Dataset extract:
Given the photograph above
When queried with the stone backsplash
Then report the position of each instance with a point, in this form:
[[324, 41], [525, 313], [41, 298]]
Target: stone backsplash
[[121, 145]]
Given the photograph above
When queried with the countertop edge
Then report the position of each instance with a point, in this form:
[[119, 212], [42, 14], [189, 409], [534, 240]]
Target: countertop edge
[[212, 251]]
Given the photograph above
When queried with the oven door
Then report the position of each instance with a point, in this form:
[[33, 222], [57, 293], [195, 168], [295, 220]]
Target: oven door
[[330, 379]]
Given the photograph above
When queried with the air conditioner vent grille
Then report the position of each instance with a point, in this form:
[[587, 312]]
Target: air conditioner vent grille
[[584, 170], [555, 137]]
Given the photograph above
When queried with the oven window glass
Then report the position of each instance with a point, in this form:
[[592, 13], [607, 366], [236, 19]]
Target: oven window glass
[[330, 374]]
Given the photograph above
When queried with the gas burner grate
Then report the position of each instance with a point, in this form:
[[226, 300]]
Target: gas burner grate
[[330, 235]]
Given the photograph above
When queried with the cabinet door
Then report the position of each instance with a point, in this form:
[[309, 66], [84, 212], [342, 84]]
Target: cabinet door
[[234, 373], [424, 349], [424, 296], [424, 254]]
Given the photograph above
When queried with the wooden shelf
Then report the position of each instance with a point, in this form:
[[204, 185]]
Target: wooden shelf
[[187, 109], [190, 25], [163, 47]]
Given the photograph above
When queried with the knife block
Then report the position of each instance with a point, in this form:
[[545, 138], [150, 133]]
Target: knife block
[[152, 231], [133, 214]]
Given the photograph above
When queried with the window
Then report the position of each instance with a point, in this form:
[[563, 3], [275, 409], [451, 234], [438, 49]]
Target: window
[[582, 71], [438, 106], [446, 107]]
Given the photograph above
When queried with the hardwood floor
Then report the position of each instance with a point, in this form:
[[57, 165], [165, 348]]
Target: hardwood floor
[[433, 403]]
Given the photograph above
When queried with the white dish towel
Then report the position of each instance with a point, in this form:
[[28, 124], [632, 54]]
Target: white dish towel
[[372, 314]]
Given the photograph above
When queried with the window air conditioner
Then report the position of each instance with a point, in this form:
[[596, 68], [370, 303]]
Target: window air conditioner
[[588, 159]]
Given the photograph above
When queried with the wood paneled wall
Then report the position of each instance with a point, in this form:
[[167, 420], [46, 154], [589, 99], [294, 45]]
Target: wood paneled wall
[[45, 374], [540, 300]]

Given instruction: Retype every record above exactly as written.

Solution:
Given the photograph above
When queried with the stone backsplash
Then report the position of each instance with a point, in this form:
[[324, 41], [525, 313], [41, 298]]
Target: stone backsplash
[[121, 145]]
Given the photograph above
When queried with the countertop edge
Then report the position of each instance with a point, in this form:
[[119, 212], [42, 14], [189, 409], [534, 240]]
Target: countertop edge
[[212, 251]]
Given the photograph above
When queried with the oven door
Then report the position of each instance with a point, in this form:
[[33, 222], [57, 293], [195, 168], [295, 220]]
Target: oven door
[[330, 379]]
Given the photograph above
When queried with the air conditioner vent grille
Then report the position of each instance with a point, in this form:
[[587, 312]]
Target: air conditioner vent grille
[[584, 170], [555, 137]]
Given the photograph above
When queried with the oven window glass
Then report the position of each instance with a point, in this form:
[[592, 13], [607, 366], [236, 19]]
Target: oven window glass
[[330, 374]]
Given the photograph above
When queried with the gas burner grate
Then report the position of each instance with a point, in this form:
[[226, 300]]
Target: gas burner grate
[[330, 235]]
Given the photograph above
When queried with the cabinet door
Then report the position of each instance with a point, in this form:
[[309, 66], [84, 212], [342, 84]]
Target: cabinet door
[[234, 373], [424, 349], [424, 296], [424, 254]]
Given the photograph above
When queried with the wooden shelf
Then report the position of each instance with a point, in this form:
[[204, 185]]
Target: wooden shelf
[[187, 109], [190, 25], [163, 47]]
Given the photograph above
When queried with the knife block
Then report the position of each instance with a point, in this form:
[[545, 138], [150, 133]]
Target: knife block
[[152, 231], [133, 214]]
Given the photograph above
When queried with the window
Then report the position of each instance with a point, in this form:
[[563, 3], [275, 409], [451, 234], [438, 49]]
Target: window
[[582, 71], [438, 106], [446, 107]]
Given the photograph above
When queried with the hardwood floor
Then report the position of each instance with a point, in this form:
[[57, 165], [165, 348]]
Target: hardwood floor
[[433, 403]]
Given the photograph above
When queried with the white dish towel
Then report the position of each instance with a point, in this form:
[[28, 124], [632, 54]]
Target: white dish towel
[[372, 314]]
Given the photograph above
When queried with the window air conditioner
Then report the position of each instance with a point, in this form:
[[596, 68], [370, 303]]
Target: window air conditioner
[[588, 159]]
Given the photograph above
When queried with the wood paneled wall
Then report the position of each instance with a point, in this form:
[[167, 420], [46, 154], [589, 99], [294, 45]]
Target: wood paneled wall
[[45, 374], [540, 300]]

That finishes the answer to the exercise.